What this task involves
Copy exactly the lines from the "TARGET: ship" line to the end, both included, and nothing else.

+ + + +

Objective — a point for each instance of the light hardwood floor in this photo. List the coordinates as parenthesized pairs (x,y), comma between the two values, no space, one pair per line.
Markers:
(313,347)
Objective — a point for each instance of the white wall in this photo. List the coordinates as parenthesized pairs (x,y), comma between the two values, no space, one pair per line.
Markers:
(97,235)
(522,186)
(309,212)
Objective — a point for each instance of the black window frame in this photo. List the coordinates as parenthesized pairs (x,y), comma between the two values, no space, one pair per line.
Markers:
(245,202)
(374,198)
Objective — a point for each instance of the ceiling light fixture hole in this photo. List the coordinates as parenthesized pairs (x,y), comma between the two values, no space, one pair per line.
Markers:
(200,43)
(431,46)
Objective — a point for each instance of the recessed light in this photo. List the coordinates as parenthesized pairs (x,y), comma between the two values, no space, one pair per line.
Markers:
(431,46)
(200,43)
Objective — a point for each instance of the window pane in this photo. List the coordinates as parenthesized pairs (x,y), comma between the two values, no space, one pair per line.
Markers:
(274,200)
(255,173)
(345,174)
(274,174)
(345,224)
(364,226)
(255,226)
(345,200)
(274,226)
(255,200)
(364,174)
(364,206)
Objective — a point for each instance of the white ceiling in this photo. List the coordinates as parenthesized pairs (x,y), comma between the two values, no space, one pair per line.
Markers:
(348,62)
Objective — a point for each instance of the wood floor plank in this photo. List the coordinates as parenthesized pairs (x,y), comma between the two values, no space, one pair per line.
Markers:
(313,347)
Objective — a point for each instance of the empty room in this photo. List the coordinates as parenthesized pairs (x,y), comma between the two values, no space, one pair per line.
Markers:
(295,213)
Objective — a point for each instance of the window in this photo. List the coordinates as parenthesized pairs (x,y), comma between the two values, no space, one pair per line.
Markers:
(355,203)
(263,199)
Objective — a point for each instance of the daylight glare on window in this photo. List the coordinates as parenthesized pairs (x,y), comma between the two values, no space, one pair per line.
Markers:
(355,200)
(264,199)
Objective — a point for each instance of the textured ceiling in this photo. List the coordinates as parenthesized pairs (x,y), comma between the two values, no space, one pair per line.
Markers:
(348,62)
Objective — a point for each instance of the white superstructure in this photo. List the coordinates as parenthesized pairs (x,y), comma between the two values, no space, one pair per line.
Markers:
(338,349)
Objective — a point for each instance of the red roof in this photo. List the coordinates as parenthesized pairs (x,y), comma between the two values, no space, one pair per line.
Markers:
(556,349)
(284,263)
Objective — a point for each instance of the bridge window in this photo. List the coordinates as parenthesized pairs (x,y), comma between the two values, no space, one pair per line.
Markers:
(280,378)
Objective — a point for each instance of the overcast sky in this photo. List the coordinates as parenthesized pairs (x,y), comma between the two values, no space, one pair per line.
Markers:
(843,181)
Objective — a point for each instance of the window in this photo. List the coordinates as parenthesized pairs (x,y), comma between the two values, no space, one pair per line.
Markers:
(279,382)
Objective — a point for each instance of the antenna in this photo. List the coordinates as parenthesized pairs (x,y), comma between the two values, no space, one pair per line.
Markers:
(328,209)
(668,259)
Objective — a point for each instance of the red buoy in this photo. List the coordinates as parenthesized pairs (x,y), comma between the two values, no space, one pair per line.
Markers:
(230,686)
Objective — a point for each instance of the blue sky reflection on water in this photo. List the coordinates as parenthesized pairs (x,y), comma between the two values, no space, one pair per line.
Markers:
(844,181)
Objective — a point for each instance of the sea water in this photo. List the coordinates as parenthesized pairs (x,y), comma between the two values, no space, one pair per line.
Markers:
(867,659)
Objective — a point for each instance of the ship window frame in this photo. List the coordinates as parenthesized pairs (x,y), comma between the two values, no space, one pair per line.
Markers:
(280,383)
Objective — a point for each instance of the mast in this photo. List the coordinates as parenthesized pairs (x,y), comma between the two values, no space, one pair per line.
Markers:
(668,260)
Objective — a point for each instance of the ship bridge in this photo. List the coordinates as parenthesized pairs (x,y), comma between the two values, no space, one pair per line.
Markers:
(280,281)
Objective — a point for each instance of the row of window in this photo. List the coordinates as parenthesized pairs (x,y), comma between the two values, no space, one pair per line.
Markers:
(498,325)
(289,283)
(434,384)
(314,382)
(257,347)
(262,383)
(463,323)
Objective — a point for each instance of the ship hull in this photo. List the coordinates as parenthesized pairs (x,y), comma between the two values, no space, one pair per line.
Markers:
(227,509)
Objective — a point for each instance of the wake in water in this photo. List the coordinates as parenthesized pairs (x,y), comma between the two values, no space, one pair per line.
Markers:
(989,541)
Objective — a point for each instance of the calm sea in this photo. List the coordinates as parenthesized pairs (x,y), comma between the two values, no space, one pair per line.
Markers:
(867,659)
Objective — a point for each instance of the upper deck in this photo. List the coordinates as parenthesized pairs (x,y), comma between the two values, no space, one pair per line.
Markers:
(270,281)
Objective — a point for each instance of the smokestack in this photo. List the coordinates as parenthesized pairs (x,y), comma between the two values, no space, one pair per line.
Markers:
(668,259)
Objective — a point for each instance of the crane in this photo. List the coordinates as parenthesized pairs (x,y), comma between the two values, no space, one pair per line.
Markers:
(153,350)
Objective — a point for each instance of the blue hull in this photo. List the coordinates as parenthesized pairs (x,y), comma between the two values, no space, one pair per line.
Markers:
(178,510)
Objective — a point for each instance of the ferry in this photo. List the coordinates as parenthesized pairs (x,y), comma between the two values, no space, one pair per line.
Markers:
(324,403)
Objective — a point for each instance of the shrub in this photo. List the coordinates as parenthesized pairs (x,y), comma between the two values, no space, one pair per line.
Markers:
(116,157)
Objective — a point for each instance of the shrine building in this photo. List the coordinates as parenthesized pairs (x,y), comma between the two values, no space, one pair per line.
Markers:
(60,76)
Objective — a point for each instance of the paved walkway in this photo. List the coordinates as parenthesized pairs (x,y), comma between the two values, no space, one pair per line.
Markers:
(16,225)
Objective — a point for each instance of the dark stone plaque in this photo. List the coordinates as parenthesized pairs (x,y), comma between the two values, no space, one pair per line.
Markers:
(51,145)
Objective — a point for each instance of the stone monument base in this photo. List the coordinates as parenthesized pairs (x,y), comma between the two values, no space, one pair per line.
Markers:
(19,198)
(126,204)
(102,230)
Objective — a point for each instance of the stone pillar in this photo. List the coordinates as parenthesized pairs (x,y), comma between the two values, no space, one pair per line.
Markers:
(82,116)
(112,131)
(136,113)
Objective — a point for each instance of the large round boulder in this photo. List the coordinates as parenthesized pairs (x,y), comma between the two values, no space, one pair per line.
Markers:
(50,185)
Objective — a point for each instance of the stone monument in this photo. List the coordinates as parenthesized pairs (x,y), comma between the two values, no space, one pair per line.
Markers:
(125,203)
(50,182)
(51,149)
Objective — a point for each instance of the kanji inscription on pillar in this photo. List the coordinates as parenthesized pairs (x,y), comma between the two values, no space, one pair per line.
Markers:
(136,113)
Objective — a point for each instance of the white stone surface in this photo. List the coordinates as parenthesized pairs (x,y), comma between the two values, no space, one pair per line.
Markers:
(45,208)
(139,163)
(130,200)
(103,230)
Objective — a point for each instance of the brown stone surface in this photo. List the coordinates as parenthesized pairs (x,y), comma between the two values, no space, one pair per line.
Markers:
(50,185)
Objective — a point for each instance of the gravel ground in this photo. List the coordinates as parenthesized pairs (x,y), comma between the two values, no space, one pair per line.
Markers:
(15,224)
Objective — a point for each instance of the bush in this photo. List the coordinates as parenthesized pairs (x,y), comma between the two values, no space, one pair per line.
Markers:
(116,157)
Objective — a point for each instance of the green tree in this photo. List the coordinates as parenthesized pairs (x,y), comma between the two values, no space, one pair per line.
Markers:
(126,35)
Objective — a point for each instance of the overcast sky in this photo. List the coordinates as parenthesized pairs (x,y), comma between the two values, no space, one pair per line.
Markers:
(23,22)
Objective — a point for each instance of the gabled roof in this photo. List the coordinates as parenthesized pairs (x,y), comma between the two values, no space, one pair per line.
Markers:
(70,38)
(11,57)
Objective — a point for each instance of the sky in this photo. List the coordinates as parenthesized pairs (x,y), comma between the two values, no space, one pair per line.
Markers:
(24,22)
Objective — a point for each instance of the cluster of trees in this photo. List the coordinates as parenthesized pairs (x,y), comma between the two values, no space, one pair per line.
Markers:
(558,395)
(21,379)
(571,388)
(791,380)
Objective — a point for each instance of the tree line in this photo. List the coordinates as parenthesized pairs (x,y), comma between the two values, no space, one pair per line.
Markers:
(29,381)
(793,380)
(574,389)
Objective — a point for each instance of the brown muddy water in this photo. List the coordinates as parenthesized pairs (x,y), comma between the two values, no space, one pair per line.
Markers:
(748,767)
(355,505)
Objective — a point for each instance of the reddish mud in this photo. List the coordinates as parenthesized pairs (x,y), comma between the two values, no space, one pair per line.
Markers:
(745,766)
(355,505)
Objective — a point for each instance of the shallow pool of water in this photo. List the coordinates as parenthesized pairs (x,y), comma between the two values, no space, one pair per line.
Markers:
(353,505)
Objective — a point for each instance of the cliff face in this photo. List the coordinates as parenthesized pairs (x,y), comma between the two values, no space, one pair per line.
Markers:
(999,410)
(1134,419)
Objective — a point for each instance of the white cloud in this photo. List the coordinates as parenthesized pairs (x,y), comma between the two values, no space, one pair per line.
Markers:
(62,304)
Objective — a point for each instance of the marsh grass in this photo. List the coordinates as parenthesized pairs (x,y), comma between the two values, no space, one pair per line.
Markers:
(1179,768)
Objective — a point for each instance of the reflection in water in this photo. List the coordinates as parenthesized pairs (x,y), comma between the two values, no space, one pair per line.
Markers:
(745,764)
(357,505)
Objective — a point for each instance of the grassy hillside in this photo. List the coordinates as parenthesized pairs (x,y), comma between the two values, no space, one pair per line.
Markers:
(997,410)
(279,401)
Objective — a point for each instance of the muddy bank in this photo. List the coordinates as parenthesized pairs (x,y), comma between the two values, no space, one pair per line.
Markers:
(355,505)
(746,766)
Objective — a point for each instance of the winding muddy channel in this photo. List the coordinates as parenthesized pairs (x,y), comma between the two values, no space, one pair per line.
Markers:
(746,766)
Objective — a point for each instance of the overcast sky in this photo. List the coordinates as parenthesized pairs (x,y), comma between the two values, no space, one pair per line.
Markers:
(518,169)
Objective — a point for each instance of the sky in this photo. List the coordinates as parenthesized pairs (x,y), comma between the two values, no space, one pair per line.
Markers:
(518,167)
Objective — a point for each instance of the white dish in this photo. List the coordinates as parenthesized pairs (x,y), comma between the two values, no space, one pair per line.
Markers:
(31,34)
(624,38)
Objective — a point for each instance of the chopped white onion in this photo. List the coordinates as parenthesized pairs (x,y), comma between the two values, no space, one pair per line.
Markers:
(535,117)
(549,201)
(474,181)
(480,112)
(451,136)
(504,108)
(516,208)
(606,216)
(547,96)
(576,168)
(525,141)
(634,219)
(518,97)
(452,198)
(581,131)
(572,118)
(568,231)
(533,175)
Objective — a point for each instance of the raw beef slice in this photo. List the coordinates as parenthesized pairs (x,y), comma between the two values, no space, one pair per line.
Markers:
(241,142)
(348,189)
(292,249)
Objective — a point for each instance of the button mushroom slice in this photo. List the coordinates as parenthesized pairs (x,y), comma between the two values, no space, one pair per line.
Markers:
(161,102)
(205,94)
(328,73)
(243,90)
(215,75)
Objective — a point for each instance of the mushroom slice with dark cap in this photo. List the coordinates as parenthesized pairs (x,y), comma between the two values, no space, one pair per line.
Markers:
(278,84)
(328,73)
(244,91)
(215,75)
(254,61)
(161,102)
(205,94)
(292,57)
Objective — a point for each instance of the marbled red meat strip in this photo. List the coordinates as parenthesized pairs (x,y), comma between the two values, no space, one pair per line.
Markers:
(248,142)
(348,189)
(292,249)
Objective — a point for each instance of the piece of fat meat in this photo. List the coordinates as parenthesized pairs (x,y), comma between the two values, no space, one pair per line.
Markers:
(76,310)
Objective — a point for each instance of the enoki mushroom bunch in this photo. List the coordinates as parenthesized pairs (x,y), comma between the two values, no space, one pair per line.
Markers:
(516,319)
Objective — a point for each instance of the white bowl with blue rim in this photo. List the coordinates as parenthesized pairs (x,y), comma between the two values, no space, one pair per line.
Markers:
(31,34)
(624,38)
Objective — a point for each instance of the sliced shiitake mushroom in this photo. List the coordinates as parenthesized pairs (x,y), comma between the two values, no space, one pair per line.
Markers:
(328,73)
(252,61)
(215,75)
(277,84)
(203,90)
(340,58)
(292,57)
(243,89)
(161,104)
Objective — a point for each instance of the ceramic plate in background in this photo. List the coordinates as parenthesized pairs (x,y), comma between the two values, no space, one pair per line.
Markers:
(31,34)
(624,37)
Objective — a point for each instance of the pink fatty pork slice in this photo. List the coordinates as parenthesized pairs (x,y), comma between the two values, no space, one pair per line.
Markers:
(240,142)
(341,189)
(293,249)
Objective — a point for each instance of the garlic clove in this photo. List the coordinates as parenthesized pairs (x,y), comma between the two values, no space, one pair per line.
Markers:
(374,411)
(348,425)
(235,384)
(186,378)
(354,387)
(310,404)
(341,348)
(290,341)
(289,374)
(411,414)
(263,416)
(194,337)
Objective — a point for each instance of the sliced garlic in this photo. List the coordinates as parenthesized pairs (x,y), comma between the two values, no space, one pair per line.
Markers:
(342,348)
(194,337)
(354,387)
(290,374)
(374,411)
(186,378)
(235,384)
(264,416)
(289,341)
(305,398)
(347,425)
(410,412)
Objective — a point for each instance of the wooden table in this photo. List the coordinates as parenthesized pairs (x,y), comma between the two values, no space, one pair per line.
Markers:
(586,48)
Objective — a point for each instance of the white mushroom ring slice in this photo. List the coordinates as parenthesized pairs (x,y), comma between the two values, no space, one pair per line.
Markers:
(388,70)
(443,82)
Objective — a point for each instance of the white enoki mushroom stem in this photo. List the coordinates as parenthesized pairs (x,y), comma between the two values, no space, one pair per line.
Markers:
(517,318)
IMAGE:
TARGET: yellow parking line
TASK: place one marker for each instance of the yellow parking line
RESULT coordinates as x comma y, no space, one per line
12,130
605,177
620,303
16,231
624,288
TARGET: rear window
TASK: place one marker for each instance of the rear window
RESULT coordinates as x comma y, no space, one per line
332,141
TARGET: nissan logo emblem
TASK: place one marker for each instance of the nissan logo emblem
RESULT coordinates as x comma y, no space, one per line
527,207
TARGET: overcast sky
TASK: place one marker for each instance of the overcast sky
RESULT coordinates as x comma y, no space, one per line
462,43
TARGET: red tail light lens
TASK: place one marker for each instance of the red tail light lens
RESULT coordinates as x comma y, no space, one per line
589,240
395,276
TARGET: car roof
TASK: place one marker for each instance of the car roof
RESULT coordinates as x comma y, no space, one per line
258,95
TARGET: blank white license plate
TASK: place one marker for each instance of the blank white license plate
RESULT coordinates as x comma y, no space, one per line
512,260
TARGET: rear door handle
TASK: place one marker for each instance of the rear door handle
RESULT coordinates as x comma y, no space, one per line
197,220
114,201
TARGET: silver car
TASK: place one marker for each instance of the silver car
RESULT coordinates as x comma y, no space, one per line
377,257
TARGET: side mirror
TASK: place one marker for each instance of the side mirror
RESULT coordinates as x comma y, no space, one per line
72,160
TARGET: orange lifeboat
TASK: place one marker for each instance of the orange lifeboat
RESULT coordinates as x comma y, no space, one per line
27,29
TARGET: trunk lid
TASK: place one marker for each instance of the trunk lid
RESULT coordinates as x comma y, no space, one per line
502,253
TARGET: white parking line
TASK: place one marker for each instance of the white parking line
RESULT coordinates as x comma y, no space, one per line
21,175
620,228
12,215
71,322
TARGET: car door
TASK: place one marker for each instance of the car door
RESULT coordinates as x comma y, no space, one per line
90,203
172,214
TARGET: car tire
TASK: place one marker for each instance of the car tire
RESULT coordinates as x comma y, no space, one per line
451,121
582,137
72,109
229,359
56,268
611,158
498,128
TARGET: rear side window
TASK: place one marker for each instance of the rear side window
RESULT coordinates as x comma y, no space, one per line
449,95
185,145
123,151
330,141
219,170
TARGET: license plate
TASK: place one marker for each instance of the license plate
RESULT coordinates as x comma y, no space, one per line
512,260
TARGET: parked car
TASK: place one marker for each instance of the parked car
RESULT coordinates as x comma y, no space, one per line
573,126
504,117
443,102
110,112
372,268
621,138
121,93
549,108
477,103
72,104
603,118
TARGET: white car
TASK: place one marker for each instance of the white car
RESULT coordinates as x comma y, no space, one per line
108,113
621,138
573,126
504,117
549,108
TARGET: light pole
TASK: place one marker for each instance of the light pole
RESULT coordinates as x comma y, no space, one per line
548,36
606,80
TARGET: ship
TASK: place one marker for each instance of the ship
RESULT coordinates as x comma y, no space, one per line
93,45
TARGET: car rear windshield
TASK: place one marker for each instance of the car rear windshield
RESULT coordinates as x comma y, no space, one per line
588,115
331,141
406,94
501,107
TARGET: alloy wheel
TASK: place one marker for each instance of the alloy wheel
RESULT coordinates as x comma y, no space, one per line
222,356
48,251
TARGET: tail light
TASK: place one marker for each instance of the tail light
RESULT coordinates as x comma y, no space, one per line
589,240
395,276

+ + + +

Result for this task
TARGET: ship
TASK: place one marker for each instance of the ship
RESULT coordinates as x comma y, no space, one per line
93,45
TARGET: car rear windshield
TASK: place one marker for each instance of the car rear windshield
RESULT coordinates as x comma y, no space, one per line
588,115
331,141
406,94
501,107
TARGET: alloy wheel
TASK: place one marker for each instance of the alloy wheel
RESULT coordinates as x comma y, no space, one per line
222,356
48,251
TARGET: tail light
TASK: place one marker for each instance of the tail light
RESULT coordinates as x comma y, no space, one per line
589,240
395,276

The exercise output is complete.